-------- Given text --------

Frederick Steiner is dean and Paley professor at the University of Pennsylvania School of Design, and coeditor, with George F. Thompson and Armando Carbonell, of "Nature and Cities: The Ecological Imperative in Urban Design and Planning" (Lincoln Institute of Land Policy, 2016)
Mayor Kenney recently described American cities, including his own, as "the bastion of protection for minorities, LGBT people, for immigrants," and in doing so, vowed to keep it that way. University of Pennsylvania president Amy Gutmann was similarly explicit in articulating Penn's commitment to undocumented students in an email to the university community, insisting that "we are a richer campus for our inclusion and diversity."
As dean of the School of Design at Penn, where I also teach in the Departments of City Planning and Landscape Architecture, I believe now is the time to expand this sanctuary city concept; to make all our cities refuges for learning, for health and safety, for tolerance and inclusion, and environmental quality.

-------- Information supplied --------

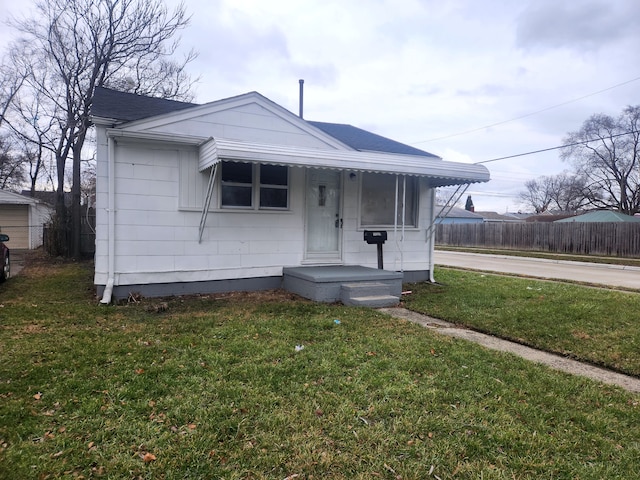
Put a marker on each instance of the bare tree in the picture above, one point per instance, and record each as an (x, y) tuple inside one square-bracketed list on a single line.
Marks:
[(11, 167), (74, 46), (565, 192), (606, 153), (537, 194)]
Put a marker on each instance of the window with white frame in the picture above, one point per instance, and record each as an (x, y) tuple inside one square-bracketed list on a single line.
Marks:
[(251, 186), (378, 200)]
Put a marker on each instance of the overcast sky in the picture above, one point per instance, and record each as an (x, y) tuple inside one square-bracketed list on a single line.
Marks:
[(467, 80)]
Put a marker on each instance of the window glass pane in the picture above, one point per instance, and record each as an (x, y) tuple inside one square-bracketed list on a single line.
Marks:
[(233, 196), (237, 172), (273, 175), (378, 200), (273, 197)]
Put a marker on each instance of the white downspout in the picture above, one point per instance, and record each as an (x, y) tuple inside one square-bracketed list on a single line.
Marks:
[(430, 238), (111, 261), (404, 203), (395, 224)]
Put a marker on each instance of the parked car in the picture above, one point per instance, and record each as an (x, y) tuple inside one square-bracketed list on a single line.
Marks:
[(4, 256)]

--------

◆ What to work on: In the sanctuary city text, what reason does Amy Gutmann give in her email for Penn's commitment to undocumented students?

◆ The completed task: Gutmann insists that "we are a richer campus for our inclusion and diversity." She presents the commitment as something that strengthens the university community.